▶ _AIM A_
According to the article on JSON compression, which compression method proved very effective for long-term persistence in the authors' testing?

▶ _PAGE TEXT_
════

JSON Compression: Alternative Binary Formats and Compression Methods

TL;DR: If you are considering using an alternative binary format in order to reduce the size of your persisted JSON, consider this: the final compressed size of the data has very little to do with the serialization method, and almost everything to do with the compression method. In our testing, Brotli proved to be very effective for long-term persistence.

Motivation

There are a lot of data serialization formats out there. Perhaps none are more pervasive than JSON: the de facto serialization method for web applications. And, while it certainly isn’t perfect, its convenience and simplicity have made it our format of choice at Lucid. However, we recently undertook a project that made us question whether or not we should be using JSON at our persistence layer.

In order to improve the performance and fidelity of our revision history feature, we decided that we should start persisting ‘key-frames’ (snapshots) of our document-state data (rather than just the deltas). Our plan was initially to just gzip the document-state JSON when persisting the snapshots. However, as we started sampling some data and crunching the numbers, we realized that within a year or two we would have hundreds of terabytes of data, costing thousands of dollars per month in infrastructure costs. So, even if we could only reduce the size of our persisted data by a few percentage points, it would translate to real-world savings. Thus, we decided to investigate alternative serialization and compression methods to find the pair would minimize the costs of persisting the new data.

Serialization alternatives

JSON is human readable, relatively concise, simple to understand, and is universally supported. But, its simplicity and human-readability mean it isn’t the most space-efficient format out there.

For example, representing the number 1234.567890123457 will take 18 bytes in UTF-8 stringified JSON. However, a binary format could represent the same number as a 8-byte floating point double. Similarly false will be 5-bytes in JSON, but a single byte (or conceivably less) in a binary format. Because our document state includes plenty of booleans and numbers, it seemed like a no-brainer that a binary serialization technique would beat out JSON.

We decided to test out the following serialization methods [1]:

CBOR
Smile
BSON
MessagePack
Ion (Both Textual and Binary formats)

════

(Records pointing to named objects)
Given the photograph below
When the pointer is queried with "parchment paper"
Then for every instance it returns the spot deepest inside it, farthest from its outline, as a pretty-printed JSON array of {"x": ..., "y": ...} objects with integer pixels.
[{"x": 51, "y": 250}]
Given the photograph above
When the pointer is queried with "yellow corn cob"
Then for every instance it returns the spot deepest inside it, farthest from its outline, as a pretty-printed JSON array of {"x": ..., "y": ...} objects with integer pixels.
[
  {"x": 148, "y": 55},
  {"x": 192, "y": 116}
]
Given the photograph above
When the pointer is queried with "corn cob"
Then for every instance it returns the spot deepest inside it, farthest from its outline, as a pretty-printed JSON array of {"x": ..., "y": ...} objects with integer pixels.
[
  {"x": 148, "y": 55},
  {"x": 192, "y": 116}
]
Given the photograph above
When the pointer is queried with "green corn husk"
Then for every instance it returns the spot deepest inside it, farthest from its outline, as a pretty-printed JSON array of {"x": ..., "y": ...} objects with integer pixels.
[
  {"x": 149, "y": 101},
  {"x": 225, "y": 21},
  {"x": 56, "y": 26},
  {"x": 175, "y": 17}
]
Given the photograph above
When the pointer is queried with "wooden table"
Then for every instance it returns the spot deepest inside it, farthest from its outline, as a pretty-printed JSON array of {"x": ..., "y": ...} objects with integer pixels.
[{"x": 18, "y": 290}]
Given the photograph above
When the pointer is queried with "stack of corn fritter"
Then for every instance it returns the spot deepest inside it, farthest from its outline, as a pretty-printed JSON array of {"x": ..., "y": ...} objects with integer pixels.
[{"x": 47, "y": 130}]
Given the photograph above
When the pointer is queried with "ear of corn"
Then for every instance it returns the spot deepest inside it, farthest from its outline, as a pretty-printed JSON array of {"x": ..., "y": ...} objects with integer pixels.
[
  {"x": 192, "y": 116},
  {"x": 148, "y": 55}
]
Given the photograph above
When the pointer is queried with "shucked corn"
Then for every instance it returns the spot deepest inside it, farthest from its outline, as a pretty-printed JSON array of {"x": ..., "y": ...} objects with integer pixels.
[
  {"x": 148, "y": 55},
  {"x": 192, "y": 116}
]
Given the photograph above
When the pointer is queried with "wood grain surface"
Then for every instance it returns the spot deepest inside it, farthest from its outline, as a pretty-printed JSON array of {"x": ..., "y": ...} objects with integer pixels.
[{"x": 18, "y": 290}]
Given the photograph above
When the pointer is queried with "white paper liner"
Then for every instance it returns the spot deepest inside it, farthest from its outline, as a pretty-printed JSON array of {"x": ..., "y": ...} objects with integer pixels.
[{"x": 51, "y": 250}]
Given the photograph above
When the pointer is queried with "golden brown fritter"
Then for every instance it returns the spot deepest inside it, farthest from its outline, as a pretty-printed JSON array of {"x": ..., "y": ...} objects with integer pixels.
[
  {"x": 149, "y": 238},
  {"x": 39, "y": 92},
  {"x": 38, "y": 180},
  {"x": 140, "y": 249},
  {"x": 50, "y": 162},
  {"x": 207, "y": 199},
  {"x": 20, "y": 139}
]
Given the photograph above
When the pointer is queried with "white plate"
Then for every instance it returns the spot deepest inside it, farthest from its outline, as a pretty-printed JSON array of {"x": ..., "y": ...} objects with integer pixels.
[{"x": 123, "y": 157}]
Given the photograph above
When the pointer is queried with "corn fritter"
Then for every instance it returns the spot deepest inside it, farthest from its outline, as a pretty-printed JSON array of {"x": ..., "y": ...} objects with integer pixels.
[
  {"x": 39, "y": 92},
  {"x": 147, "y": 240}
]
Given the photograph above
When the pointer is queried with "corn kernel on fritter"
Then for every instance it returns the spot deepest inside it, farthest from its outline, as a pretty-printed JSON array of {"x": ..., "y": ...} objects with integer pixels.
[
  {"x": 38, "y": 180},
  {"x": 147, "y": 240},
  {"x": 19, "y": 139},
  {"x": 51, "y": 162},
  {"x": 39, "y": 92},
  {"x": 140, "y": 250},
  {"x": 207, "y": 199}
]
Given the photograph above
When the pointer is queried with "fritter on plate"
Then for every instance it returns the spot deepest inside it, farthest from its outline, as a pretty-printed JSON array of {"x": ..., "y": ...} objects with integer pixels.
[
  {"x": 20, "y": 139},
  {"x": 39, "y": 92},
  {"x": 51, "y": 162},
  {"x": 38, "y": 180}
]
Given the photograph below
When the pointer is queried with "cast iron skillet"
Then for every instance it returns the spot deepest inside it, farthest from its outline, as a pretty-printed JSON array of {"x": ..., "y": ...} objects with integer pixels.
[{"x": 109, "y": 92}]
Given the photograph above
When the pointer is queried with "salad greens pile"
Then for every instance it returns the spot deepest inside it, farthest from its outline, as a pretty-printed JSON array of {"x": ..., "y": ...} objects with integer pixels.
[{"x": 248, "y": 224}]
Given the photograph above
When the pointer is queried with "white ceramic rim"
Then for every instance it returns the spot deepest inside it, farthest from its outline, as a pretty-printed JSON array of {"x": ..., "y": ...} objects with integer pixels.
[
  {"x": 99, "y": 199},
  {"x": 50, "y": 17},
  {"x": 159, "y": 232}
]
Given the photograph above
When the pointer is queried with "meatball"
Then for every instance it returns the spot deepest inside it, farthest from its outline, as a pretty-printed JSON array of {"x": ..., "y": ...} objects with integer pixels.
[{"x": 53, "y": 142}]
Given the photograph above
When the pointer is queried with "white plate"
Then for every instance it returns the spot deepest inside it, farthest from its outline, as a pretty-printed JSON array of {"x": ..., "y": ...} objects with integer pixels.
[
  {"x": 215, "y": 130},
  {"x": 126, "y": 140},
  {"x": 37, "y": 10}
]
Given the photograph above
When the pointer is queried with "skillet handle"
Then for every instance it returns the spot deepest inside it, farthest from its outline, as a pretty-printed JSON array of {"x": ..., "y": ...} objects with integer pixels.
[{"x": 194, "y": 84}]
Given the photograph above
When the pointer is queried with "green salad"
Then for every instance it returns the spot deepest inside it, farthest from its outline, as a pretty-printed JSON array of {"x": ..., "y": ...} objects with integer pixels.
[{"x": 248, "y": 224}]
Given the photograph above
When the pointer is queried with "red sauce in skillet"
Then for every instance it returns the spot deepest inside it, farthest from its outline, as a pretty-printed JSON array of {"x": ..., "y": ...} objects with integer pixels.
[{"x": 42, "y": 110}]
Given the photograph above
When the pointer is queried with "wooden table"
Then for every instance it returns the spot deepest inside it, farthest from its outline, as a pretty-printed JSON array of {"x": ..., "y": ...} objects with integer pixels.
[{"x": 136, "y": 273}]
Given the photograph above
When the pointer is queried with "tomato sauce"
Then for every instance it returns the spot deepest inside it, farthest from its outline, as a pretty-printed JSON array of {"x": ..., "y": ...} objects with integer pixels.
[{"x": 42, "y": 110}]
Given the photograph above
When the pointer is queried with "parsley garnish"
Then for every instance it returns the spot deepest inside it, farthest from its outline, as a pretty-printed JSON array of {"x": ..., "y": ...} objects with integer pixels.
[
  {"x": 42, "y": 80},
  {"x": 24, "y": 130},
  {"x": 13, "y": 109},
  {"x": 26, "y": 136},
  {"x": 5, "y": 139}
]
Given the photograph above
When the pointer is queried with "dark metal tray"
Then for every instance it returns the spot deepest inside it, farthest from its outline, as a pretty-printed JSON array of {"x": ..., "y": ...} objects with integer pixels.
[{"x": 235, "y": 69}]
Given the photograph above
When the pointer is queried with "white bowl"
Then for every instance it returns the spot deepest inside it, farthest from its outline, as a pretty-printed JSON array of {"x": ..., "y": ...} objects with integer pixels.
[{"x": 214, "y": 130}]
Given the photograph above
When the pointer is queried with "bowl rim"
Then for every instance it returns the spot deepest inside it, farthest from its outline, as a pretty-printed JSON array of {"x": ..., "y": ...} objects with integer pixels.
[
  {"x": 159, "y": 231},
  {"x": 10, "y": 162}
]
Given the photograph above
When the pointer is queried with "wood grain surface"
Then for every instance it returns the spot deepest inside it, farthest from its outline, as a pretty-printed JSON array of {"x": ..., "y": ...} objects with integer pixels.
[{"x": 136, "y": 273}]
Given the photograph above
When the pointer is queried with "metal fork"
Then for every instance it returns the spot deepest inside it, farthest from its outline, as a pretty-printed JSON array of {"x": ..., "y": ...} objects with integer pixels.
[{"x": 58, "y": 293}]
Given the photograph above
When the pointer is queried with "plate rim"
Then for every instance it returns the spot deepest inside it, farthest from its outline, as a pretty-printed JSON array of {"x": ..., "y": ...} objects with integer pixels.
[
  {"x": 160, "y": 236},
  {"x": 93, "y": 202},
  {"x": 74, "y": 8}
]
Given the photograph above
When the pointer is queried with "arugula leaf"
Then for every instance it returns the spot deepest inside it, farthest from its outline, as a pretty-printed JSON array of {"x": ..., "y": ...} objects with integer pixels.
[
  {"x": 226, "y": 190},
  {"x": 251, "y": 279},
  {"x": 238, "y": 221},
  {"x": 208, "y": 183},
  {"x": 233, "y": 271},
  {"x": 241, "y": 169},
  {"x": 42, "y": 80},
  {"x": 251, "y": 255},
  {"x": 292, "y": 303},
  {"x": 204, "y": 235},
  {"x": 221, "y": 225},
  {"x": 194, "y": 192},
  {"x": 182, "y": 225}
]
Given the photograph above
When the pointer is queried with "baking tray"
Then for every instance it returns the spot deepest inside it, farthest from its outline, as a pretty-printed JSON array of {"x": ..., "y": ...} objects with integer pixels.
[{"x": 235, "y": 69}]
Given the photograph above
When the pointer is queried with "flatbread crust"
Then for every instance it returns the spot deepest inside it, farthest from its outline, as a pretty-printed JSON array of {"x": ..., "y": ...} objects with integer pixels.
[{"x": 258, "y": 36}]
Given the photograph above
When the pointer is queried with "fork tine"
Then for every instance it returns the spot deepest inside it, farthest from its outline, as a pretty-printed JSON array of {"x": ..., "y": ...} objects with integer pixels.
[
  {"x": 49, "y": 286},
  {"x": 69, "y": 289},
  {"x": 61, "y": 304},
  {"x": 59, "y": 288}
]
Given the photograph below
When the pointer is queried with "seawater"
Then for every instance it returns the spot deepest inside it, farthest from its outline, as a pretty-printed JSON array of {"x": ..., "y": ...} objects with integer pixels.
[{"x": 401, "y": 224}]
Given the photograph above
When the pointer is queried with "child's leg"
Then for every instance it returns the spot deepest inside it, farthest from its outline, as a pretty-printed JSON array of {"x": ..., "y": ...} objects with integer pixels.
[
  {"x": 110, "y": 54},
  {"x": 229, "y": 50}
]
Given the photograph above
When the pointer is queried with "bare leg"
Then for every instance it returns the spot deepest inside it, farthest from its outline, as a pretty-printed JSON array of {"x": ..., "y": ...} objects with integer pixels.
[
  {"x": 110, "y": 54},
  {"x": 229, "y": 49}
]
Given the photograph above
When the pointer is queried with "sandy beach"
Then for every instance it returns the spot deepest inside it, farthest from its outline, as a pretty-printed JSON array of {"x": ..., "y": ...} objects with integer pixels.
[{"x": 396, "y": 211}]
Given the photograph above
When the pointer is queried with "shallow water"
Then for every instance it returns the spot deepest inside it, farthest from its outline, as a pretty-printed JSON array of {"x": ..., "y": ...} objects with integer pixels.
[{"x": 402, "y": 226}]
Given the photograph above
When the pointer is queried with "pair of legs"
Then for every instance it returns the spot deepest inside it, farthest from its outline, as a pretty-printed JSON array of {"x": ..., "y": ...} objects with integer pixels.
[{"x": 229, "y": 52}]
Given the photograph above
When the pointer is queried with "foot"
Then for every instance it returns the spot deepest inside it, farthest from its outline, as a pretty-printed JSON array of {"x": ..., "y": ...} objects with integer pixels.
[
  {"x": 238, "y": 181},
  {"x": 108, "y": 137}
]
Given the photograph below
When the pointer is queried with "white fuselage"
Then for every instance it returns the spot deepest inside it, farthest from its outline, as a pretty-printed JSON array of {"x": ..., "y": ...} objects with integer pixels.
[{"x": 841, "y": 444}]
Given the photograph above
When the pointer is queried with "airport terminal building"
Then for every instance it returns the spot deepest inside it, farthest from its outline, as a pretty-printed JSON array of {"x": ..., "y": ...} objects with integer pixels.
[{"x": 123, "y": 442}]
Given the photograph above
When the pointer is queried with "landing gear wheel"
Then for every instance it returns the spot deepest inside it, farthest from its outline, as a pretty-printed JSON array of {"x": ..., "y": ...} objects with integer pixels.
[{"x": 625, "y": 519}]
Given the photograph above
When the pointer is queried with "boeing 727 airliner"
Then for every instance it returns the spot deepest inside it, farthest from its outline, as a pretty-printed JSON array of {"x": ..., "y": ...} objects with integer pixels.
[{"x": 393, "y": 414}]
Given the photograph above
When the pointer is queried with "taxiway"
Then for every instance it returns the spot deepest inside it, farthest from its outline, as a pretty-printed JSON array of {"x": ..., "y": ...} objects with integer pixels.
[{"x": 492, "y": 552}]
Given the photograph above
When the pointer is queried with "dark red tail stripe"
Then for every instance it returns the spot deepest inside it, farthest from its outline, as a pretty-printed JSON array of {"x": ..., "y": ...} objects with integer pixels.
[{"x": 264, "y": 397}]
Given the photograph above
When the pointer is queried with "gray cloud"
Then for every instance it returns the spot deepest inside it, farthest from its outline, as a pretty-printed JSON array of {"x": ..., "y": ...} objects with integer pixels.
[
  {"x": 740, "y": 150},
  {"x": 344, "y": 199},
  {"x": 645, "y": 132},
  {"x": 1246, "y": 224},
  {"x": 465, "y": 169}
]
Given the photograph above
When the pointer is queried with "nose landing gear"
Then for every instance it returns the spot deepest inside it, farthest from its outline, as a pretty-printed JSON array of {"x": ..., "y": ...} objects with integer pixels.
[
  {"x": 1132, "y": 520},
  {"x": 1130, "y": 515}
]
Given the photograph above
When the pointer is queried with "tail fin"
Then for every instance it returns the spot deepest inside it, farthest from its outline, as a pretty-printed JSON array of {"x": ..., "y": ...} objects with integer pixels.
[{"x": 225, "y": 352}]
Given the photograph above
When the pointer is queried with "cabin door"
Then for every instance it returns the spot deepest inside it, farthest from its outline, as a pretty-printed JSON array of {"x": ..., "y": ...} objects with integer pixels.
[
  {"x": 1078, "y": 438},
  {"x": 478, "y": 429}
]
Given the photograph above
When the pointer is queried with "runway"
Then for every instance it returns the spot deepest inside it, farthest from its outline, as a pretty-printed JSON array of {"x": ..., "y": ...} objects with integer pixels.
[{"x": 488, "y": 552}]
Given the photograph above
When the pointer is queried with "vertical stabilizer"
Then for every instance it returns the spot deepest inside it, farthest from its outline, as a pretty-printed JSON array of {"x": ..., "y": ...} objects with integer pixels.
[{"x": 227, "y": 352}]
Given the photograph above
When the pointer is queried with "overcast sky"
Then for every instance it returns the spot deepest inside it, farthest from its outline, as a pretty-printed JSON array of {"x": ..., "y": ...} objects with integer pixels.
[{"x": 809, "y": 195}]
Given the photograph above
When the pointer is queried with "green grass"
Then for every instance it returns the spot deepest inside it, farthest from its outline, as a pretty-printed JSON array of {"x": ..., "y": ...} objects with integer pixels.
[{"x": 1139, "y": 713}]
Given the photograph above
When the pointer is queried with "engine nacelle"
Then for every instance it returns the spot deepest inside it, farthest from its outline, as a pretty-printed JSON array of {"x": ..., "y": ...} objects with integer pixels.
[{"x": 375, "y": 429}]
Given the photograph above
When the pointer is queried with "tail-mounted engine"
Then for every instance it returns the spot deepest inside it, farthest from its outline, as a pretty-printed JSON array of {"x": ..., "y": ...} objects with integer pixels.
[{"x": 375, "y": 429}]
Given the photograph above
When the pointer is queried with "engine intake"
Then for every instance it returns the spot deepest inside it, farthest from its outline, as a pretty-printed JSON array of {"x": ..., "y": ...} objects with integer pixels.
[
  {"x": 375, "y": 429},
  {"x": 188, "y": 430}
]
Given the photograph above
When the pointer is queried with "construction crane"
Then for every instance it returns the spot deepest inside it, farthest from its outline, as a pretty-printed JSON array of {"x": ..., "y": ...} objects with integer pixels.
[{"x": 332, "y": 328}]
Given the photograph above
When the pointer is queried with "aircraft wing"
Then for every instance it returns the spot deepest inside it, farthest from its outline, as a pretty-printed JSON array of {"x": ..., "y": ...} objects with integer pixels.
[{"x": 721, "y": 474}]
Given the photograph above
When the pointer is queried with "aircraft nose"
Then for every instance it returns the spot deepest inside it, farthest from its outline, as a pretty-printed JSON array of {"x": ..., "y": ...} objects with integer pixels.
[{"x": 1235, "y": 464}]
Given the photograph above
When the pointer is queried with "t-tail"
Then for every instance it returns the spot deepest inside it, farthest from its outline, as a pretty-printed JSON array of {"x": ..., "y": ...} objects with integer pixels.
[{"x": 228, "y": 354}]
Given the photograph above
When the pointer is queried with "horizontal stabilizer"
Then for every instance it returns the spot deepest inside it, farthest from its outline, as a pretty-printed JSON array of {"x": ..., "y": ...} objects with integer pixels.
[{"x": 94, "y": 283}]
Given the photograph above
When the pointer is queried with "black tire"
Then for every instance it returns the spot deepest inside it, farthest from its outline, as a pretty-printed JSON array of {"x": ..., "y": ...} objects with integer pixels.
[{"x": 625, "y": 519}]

════

▶ _AIM B_
Gather every line of the records that contains the word "dark".

▶ _SOLUTION A_
Brotli

▶ _SOLUTION B_
When the pointer is queried with "dark metal tray"
When the pointer is queried with "dark red tail stripe"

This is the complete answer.